◆ **What is expected**
For this exercise, print all of the data exactly as given.

◆ **Provided records**
......
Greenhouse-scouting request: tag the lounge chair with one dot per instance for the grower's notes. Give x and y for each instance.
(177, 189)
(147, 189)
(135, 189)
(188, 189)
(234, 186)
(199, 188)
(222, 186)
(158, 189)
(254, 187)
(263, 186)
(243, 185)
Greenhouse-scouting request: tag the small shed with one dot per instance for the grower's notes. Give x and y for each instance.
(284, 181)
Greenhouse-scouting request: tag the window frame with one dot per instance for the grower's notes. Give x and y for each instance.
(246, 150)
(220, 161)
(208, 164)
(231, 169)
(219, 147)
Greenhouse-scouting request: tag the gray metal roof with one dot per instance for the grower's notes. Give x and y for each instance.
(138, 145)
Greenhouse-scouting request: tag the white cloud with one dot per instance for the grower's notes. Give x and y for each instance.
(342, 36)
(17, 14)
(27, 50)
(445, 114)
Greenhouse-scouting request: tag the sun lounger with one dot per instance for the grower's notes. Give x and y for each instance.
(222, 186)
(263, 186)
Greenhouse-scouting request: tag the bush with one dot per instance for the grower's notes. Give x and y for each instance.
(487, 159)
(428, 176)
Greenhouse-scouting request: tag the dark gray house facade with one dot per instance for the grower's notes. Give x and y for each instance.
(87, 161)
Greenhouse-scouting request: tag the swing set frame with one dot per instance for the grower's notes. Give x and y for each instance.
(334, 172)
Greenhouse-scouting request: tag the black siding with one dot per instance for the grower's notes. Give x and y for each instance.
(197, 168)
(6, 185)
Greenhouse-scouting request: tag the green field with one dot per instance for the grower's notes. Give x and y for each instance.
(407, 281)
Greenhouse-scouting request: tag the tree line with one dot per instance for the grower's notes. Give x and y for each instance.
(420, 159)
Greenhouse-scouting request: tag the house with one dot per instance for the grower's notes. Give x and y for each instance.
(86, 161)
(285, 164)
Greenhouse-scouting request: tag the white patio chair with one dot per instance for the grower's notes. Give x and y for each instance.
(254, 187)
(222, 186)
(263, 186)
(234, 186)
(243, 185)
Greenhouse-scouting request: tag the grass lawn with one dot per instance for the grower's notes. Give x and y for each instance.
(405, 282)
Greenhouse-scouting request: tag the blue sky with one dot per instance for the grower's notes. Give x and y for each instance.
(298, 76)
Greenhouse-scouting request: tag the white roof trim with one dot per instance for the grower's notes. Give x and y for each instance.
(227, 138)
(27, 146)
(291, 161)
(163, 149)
......
◆ **Solution to the exercise**
Greenhouse-scouting request: tag the lounge chair with one dot per instance for the grower's notes. Give x and y for each instance.
(177, 189)
(147, 189)
(135, 189)
(188, 189)
(234, 186)
(199, 188)
(222, 186)
(158, 189)
(254, 187)
(263, 186)
(243, 185)
Greenhouse-scouting request: tag the small shed with one dot per instance for the grower's notes. Give x and y for each instance.
(284, 181)
Greenhouse-scouting request: tag the window frame with one dot per instance for the grower's notes. Give x and y for each instance.
(246, 150)
(220, 161)
(208, 164)
(231, 169)
(219, 147)
Greenhouse-scouting request: tag the gray metal roof with one dot per instance for the grower's notes. Give x and y for each instance.
(138, 145)
Greenhouse-scouting request: tag the white cloud with one dot per instance for the grower's notes. Give x and y for each instance.
(342, 36)
(17, 14)
(27, 50)
(445, 114)
Greenhouse-scouting request: tag the sun lounger with one dot per instance for the grower's notes. Give x and y for each instance.
(222, 186)
(263, 186)
Greenhouse-scouting request: tag the bush with one dot per instance for the grower's notes. Give x and y for each instance.
(487, 159)
(428, 176)
Greenhouse-scouting request: tag the dark gray house facade with one dot per instance for the grower's notes. Give x and y for each instance.
(87, 161)
Greenhouse-scouting request: tag the swing set frame with one dot per instance for the grower's notes. Give x and y for each instance.
(334, 172)
Greenhouse-scouting request: tag the black siding with one dot per instance for the grower's notes. Give x and y for each instance.
(197, 168)
(6, 185)
Greenhouse-scouting request: tag the green field with one dot per instance for the grower's notes. Give x and y for each instance.
(407, 281)
Greenhouse-scouting request: tag the tree line with one dot per instance for the grower's notes. Give x and y for each instance.
(420, 159)
Greenhouse-scouting request: tag the house with one dot per instance for the grower's notes. Give x and y for each instance.
(86, 161)
(285, 164)
Greenhouse-scouting request: tag the white patio chair with one dot per instance for the grower's notes. Give x and y for each instance.
(254, 187)
(222, 186)
(263, 186)
(234, 186)
(243, 185)
Greenhouse-scouting request: tag the grass lawn with one dot per instance for the grower's notes. Give x and y for each instance.
(405, 282)
Greenhouse-scouting request: tag the blue sky with one dot per instance for the grower's notes. Give x and y for each instance.
(298, 76)
Greenhouse-scouting request: tag the white roof trim with one dot per instance for the grower's notes. Give x and y for each instance.
(227, 138)
(27, 146)
(291, 161)
(163, 149)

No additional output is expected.